Exercise details: Work through the data below and copy out every line where "white" is found.

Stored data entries
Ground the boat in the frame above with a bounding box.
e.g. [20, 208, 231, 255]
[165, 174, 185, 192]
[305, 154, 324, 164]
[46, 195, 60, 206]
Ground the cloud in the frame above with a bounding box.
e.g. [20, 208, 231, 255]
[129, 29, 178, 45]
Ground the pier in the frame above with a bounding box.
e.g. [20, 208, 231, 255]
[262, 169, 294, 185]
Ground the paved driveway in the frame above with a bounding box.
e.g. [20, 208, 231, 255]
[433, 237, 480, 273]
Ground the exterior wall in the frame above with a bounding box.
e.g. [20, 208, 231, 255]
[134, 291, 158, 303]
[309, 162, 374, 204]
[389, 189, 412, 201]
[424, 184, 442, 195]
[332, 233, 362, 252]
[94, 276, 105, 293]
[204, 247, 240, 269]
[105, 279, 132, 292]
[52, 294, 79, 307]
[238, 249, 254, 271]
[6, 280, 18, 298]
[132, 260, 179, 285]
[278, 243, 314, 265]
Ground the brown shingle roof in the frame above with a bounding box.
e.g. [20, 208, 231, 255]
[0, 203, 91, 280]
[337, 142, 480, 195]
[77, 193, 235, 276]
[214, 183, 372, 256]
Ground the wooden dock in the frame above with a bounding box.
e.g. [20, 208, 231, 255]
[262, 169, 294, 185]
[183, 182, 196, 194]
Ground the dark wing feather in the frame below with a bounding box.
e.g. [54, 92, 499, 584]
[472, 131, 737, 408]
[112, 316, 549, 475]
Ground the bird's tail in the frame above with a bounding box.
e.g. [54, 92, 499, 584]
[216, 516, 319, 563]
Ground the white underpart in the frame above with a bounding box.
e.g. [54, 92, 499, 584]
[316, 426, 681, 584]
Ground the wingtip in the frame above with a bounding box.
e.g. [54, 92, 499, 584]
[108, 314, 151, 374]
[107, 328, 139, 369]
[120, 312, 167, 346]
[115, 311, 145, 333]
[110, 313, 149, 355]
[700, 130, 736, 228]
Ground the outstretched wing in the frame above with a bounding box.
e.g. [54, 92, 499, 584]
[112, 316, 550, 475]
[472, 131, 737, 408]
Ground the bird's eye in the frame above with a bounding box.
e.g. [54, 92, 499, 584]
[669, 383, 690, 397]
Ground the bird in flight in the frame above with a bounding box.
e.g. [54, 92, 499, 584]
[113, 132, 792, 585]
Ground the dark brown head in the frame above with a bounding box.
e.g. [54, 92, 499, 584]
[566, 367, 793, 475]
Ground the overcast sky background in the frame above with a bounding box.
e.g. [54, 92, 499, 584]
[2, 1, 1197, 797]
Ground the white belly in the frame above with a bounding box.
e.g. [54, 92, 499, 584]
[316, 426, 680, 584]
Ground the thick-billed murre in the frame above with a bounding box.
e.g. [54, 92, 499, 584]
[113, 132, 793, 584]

Result for this task:
Ground the white underpart in the frame above with a bounding box.
Ground the white belly in the frame above with a bounding box.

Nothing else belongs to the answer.